EXERCISE — Replace "seagull" with "gull" everywhere in the rows below, and reproduce every row with nothing else altered.

(Object position labeling entries)
_ _ _ _ _

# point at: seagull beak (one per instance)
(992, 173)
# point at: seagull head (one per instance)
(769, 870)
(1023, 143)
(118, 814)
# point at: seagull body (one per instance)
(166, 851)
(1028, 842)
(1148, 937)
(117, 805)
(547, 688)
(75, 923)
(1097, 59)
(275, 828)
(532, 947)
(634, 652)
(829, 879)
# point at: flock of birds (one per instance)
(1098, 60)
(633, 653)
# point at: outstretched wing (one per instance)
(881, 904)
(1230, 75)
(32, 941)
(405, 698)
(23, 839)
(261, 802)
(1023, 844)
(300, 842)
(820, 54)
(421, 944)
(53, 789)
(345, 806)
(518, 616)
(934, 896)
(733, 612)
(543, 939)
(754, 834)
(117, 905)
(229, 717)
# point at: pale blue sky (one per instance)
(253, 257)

_ _ _ _ _

OUTPUT FOR THIS TASK —
# point at: gull beak (one per instance)
(992, 173)
# point at: gull head (one per instance)
(769, 870)
(1023, 143)
(118, 814)
# point at: gull body (one per instance)
(166, 851)
(1028, 842)
(1148, 937)
(117, 805)
(547, 688)
(75, 923)
(1097, 59)
(275, 828)
(532, 947)
(634, 652)
(829, 879)
# point at: flock of birds (one per instance)
(1098, 60)
(633, 653)
# point at: outstretched wing (one per instance)
(881, 904)
(1230, 75)
(32, 941)
(405, 698)
(23, 839)
(261, 802)
(1023, 844)
(300, 842)
(820, 54)
(421, 944)
(53, 789)
(345, 806)
(518, 616)
(934, 896)
(733, 612)
(543, 939)
(754, 834)
(117, 905)
(229, 717)
# point at: pale blue sky (one per instance)
(253, 257)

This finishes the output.